# Winchester Takes Over Operation of the Army’s Lake City Ammunition Plant



## BackyardCowboy (Aug 27, 2014)

https://www.thetruthaboutguns.com/w...tion-of-the-armys-lake-city-ammunition-plant/


----------



## Usafammo3 (Jun 8, 2020)

Knew about this a while back and was hoping against realistic reasoning that this would help us get things back to normal. All of us with experience or who have done research know that it will be this time next year before we see ammo supply and prices back to what we would call normal... Assuming Trump wins. I don't want to contemplate what will happen to all 2A related things if the empty suit wins and his vp camel attacks the 2nd...


----------



## yellowtr (Oct 28, 2016)

Not a fan of Winchester 22LR. Jam city in both my Marlin 60 and SW22. No problems with anything Federal or CCI. But it does not look like they make rimfire at Lake City.


----------



## berettatoter (Sep 1, 2011)

yellowtr said:


> Not a fan of Winchester 22LR. Jam city in both my Marlin 60 and SW22. No problems with anything Federal or CCI. But it does not look like they make rimfire at Lake City.


I don't care for just about any Winchester rifle ammo, but do like their handgun ammo.


----------

# Supplied records:
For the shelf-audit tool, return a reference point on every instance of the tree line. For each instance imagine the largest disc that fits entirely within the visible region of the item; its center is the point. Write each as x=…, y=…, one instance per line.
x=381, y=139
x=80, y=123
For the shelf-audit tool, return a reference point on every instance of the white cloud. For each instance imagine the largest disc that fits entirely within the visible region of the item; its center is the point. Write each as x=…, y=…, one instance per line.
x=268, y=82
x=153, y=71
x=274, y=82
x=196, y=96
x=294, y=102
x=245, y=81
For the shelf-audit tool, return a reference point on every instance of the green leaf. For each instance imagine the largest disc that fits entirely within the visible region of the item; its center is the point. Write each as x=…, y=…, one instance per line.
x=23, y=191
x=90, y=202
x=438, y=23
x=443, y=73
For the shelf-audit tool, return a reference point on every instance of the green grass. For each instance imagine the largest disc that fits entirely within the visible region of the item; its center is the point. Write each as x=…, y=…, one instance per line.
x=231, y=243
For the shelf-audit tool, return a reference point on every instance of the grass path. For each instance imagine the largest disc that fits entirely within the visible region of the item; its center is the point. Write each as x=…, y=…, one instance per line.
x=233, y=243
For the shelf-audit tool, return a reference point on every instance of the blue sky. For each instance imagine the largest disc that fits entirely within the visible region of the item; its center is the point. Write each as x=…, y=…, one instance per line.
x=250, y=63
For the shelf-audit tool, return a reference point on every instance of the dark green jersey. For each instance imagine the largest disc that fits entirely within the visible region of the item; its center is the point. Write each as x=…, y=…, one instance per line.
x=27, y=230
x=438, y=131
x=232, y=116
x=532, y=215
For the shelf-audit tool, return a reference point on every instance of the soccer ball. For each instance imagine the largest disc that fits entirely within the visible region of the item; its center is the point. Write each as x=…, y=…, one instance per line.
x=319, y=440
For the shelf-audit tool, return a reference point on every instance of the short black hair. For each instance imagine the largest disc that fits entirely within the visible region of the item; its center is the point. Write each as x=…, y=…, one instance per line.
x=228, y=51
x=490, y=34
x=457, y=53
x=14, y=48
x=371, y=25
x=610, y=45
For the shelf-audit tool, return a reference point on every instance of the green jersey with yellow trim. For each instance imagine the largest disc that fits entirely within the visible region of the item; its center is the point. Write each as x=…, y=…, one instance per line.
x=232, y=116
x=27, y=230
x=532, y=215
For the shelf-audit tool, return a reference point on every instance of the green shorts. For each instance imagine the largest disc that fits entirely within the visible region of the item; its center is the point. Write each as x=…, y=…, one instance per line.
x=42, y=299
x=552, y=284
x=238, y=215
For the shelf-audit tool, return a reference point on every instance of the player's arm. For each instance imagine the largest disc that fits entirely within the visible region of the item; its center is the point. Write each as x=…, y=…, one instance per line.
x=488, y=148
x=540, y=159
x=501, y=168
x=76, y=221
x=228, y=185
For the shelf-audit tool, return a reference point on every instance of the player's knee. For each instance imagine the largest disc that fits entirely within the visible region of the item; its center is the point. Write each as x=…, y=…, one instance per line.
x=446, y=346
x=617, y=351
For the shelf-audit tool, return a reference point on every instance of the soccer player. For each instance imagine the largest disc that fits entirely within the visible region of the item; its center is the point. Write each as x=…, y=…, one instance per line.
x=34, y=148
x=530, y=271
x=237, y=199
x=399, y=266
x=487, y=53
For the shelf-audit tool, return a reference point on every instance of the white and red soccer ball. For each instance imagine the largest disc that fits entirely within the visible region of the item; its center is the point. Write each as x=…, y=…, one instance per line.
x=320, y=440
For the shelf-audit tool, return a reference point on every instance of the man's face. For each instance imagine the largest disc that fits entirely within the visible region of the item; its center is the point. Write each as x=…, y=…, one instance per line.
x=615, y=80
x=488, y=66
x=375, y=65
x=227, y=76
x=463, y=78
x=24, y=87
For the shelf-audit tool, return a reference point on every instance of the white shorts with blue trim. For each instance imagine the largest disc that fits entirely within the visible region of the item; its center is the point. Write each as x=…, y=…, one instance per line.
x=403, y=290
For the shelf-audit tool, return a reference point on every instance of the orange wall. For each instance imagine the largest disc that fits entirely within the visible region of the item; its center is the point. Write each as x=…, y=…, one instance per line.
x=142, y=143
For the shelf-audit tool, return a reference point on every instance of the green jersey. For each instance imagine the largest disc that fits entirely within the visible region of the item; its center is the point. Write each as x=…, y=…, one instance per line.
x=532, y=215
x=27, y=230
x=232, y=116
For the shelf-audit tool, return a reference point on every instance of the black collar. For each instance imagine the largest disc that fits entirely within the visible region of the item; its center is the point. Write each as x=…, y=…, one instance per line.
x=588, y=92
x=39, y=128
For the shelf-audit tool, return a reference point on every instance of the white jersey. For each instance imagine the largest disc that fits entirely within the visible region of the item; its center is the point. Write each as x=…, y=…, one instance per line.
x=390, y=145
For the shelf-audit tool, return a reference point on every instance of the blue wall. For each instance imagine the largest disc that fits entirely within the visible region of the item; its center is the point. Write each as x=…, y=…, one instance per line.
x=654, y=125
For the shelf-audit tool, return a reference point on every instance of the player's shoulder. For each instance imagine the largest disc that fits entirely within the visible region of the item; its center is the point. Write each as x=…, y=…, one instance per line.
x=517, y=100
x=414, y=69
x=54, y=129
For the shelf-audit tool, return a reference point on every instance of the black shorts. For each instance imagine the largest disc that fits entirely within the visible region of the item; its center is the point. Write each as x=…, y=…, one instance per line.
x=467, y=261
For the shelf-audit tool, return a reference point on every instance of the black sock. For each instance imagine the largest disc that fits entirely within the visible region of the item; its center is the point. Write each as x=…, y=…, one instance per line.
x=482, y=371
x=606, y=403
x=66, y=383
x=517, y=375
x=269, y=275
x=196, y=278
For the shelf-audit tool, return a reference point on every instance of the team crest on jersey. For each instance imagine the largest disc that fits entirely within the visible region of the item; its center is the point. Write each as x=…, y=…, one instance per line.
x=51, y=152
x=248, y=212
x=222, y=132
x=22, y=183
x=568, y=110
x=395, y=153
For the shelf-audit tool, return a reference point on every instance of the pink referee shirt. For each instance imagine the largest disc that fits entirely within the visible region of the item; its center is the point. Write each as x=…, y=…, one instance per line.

# Goal:
In the forum thread about Winchester and the Lake City ammunition plant, which two firearms does yellowtr say jam with Winchester 22LR?

# Exercise answer:
The Marlin 60 and the SW22.